*SUPPLIED TEXT:*

UC San Francisco researchers have designed a candidate drug that could help make pancreatic cancer, which is almost always fatal, a treatable, perhaps even curable, condition.
The new drug candidate permanently modifies a wily cancer-causing mutation, called K-Ras G12D, that is responsible for nearly half of all pancreatic cancer cases and appears in some forms of lung, breast and colon cancer.
Pancreatic cancer is less common than these other cancers, but the lack of treatment options makes it more deadly, and it claims more than 50,000 lives each year in the United States.
“We’ve worked for 10 years to bring pancreatic cancer therapies up to speed with therapies for other cancers,” said Kevan Shokat, PhD, a professor in the Department of Cellular and Molecular Pharmacology who led the work. “This breakthrough is the first to target G12D and gives us a firm foothold to fight this devastating mutation.”
The findings appear March 5, 2024, in Nature Chemical Biology.
Shokat and his colleagues developed the first cancer drugs to stop a different K-Ras mutation, G12C, in 2013. Since then, two therapies have been approved for use in lung and breast cancer, but the advance didn’t move the needle for treating pancreatic cancer.

*DATA UNDER STUDY:*
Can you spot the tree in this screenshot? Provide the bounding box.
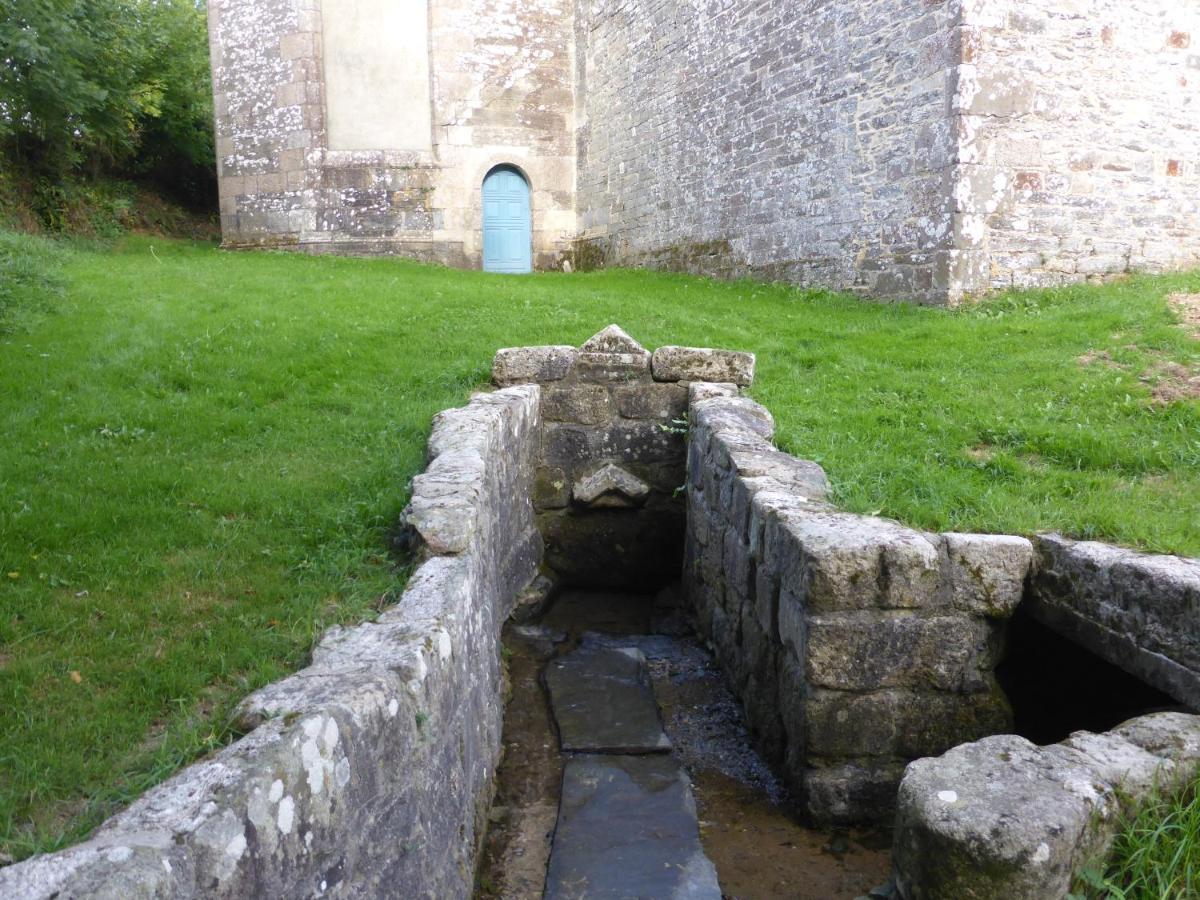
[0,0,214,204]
* * *
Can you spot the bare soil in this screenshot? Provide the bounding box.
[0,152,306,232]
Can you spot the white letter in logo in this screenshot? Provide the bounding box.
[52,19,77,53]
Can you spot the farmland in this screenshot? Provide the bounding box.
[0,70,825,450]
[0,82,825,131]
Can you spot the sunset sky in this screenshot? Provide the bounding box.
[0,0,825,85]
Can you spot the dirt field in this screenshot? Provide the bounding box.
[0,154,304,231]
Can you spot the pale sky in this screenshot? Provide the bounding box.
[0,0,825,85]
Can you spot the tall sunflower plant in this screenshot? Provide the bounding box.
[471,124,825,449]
* * *
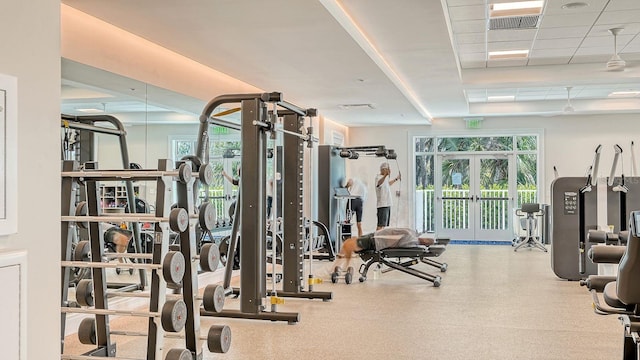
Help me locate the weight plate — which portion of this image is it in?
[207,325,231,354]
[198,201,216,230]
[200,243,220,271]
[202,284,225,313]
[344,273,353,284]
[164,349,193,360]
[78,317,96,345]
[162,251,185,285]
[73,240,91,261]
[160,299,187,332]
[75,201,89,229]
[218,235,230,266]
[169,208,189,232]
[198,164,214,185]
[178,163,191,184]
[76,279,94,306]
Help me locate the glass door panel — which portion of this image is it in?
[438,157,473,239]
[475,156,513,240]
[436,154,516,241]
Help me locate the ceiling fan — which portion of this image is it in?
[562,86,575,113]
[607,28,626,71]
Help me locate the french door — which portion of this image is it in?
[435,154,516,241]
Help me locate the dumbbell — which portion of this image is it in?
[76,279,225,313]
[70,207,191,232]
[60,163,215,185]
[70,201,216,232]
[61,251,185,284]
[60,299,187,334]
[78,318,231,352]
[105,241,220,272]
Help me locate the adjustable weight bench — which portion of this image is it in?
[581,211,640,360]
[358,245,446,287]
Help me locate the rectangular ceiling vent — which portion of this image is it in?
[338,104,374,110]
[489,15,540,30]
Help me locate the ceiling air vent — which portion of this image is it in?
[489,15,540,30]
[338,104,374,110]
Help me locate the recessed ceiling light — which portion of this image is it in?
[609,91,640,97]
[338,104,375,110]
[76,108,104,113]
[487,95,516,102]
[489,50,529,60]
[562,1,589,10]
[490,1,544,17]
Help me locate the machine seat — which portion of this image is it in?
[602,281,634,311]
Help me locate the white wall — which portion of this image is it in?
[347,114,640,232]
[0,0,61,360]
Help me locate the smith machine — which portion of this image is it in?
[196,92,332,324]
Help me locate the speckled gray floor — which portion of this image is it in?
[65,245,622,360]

*WORK REQUIRED:* Pick up the article on the UC San Francisco pancreatic cancer drug candidate after its last sentence and continue it.

*EXERCISE RESULT:*
An extremely common mutation
K-Ras mutations are extremely common in pancreatic cancer, explaining 90% of cases. About half of these mutations are G12D, which differs from most other K-Ras mutations by a single amino acid substitution.
This difference between healthy and cancer-causing proteins, in which glycine (G) becomes aspartate (D), presented a monumental challenge for chemists.
“There are very few molecules out there that can sense the difference between the cancer-causing aspartate and the glycine,” Shokat said. “To make good therapies, we need drugs that work on the tumor cells only, without affecting healthy cells.”